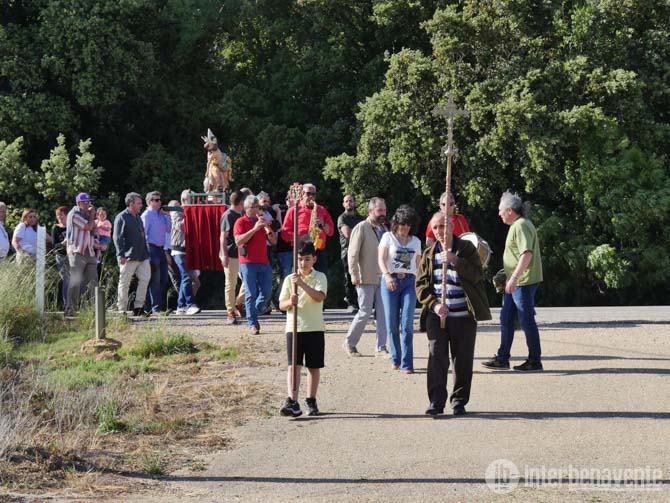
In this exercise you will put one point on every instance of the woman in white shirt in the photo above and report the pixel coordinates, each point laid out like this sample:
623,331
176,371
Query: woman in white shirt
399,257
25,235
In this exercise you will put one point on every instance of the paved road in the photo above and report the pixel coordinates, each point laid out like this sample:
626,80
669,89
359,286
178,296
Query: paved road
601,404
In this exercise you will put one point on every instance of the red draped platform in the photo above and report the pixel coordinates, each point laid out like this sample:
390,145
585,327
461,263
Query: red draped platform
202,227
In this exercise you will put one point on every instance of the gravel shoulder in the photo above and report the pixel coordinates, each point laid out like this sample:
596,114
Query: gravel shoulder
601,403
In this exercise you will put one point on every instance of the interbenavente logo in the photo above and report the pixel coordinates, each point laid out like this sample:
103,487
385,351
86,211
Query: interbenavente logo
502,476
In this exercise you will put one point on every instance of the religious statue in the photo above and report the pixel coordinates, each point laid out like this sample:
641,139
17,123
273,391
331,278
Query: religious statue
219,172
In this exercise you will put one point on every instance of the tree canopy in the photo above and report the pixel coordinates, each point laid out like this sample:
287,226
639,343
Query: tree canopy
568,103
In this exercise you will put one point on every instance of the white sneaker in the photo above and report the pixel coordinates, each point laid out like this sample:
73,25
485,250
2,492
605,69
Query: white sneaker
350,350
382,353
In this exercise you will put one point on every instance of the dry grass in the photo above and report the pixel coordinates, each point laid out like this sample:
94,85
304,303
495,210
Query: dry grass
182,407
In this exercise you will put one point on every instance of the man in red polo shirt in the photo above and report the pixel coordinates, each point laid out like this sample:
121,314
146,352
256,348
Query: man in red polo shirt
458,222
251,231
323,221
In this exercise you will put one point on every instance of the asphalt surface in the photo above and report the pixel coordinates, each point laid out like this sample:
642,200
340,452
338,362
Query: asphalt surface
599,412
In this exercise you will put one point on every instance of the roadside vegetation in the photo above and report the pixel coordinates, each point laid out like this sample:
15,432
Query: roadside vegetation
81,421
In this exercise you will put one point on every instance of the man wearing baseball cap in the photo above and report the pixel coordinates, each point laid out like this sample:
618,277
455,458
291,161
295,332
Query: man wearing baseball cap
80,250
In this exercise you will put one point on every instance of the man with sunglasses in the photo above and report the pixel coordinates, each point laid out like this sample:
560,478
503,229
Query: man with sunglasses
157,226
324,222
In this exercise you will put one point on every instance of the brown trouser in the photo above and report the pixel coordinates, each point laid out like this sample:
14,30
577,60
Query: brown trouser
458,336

* * *

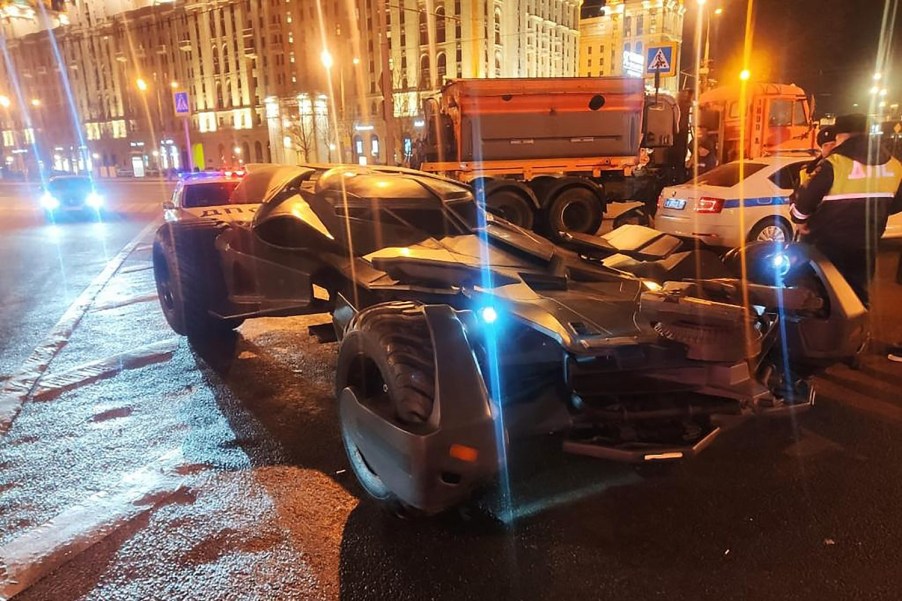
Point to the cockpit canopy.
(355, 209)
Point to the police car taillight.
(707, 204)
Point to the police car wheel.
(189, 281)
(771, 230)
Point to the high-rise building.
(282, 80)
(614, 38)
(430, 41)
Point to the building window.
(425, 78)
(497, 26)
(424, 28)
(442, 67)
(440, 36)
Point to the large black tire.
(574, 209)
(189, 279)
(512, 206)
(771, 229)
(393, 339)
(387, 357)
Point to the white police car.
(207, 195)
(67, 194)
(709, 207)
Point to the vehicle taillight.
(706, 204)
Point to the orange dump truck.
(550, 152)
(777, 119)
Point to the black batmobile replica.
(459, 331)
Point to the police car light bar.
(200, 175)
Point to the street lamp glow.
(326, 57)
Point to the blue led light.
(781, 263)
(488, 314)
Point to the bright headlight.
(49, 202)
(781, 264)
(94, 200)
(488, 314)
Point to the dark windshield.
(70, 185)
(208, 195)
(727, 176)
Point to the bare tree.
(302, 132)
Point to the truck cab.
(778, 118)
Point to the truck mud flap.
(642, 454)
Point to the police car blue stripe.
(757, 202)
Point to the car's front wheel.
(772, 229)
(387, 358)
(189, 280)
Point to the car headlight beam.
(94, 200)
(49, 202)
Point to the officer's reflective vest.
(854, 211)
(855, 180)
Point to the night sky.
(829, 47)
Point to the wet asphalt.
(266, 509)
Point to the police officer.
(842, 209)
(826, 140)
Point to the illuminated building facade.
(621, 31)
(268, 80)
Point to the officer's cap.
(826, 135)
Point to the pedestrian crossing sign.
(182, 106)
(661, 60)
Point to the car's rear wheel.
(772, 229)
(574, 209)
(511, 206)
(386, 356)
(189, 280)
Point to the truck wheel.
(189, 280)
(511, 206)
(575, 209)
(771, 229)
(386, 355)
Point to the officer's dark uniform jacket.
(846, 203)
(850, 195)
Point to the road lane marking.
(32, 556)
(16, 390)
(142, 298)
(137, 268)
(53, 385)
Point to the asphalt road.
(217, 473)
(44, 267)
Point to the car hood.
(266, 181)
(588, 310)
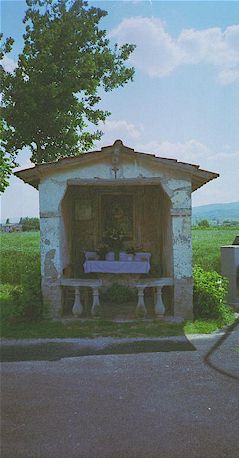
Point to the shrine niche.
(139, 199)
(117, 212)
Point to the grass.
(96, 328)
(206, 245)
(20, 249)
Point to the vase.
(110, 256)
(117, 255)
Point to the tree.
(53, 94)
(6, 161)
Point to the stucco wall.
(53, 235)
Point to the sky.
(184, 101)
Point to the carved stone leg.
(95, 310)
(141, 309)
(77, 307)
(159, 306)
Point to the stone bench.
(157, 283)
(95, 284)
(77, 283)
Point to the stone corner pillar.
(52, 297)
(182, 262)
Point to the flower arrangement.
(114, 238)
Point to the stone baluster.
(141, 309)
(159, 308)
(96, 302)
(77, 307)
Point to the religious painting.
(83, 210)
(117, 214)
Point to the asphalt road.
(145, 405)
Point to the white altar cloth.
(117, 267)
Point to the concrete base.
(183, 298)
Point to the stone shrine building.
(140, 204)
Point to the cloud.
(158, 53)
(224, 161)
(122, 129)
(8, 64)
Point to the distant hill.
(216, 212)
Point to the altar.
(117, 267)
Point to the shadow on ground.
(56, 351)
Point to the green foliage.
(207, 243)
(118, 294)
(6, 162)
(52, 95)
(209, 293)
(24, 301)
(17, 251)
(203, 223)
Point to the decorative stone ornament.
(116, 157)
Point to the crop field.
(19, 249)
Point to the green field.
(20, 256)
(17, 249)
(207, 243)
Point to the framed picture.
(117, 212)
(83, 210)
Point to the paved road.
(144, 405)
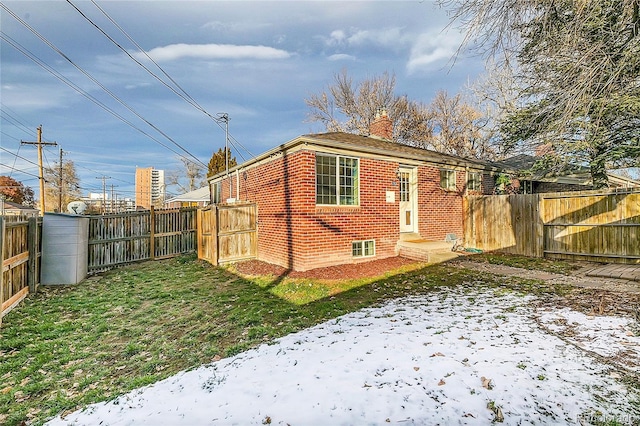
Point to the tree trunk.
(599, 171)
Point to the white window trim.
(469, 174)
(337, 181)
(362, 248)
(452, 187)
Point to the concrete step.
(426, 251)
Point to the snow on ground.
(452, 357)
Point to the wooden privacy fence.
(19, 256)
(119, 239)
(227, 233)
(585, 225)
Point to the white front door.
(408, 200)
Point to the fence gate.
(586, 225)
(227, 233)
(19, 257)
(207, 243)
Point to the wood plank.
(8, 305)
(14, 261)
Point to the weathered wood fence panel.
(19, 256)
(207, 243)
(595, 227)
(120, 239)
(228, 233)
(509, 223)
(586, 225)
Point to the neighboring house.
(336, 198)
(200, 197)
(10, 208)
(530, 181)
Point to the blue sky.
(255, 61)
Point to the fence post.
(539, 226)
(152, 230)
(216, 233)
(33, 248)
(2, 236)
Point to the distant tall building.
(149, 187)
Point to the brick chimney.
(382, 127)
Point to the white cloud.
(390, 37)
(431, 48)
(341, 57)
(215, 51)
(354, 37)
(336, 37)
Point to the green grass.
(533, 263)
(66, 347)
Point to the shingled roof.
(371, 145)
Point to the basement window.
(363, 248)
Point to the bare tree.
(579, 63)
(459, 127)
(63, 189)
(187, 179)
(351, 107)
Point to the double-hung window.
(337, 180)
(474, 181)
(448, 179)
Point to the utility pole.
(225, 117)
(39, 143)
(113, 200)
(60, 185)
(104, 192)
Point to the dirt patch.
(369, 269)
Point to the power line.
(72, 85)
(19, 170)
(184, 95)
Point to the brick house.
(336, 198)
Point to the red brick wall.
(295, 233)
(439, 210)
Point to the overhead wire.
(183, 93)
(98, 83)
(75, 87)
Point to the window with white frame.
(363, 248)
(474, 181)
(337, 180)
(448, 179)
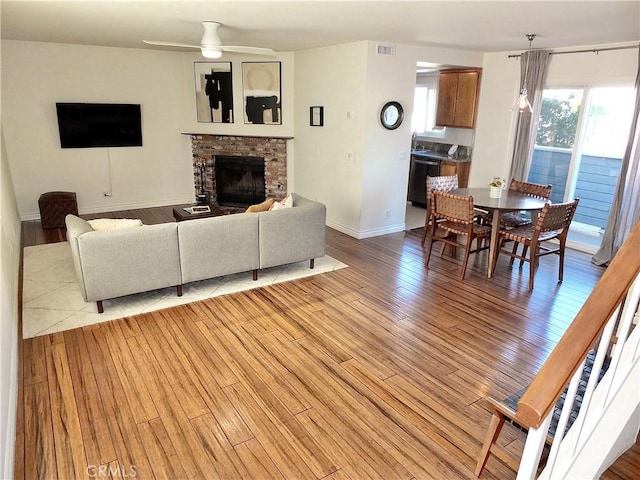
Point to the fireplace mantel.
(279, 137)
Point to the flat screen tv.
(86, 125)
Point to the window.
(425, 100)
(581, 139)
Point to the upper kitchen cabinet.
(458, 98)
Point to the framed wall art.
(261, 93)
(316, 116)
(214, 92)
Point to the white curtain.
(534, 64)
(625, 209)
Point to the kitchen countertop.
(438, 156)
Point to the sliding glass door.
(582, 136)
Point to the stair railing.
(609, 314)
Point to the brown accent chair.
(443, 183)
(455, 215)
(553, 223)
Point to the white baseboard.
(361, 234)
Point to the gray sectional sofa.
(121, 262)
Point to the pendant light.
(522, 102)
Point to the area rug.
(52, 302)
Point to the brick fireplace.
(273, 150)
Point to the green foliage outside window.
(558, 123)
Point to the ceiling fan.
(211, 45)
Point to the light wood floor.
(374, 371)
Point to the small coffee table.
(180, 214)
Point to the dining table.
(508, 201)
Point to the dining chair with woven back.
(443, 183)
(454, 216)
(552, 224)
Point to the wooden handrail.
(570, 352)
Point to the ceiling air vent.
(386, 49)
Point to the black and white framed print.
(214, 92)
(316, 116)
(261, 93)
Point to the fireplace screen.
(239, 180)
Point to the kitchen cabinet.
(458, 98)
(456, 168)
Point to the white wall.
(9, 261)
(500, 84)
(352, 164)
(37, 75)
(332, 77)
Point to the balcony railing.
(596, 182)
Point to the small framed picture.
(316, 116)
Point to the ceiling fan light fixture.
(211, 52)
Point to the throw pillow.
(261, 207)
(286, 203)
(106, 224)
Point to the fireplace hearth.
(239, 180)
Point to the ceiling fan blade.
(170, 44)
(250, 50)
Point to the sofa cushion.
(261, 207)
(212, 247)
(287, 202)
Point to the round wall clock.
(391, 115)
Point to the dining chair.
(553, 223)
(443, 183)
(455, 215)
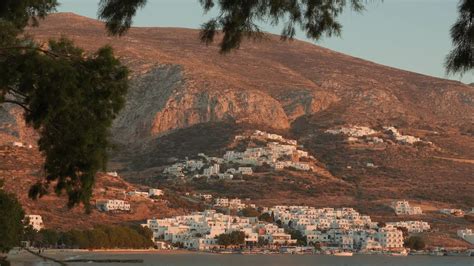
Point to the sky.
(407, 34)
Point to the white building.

...

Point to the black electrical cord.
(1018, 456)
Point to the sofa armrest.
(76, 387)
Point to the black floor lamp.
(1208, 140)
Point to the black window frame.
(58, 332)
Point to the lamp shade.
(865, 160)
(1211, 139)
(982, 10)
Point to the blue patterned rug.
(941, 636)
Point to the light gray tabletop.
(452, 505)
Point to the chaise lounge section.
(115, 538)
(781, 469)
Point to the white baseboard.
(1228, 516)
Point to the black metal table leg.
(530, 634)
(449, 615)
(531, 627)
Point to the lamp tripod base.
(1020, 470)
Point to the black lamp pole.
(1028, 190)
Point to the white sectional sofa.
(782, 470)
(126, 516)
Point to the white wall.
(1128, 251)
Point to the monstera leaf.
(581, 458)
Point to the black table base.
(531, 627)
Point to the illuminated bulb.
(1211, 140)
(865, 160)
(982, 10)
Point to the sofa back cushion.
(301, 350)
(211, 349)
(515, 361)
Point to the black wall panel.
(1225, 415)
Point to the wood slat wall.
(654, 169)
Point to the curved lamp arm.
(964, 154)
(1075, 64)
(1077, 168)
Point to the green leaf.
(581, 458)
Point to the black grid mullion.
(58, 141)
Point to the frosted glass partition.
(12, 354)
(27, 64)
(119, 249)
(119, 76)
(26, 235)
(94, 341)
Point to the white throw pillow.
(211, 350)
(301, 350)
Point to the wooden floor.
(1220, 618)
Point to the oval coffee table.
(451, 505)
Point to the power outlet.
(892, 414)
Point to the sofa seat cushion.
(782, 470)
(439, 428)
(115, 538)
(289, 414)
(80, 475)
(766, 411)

* What to work on:
Find the line with "Point to the fireplace hearth." and the line with "Point to the white building." in the records above. Copy both and all lines between them exactly, without pictures.

* Expected answer:
Point to the fireplace hearth.
(239, 180)
Point to the ceiling fan blade.
(170, 44)
(250, 50)
Point to the sofa cushion.
(261, 207)
(212, 247)
(287, 202)
Point to the round wall clock.
(391, 115)
Point to the dining chair.
(553, 223)
(443, 183)
(455, 215)
Point to the sky.
(407, 34)
Point to the white building.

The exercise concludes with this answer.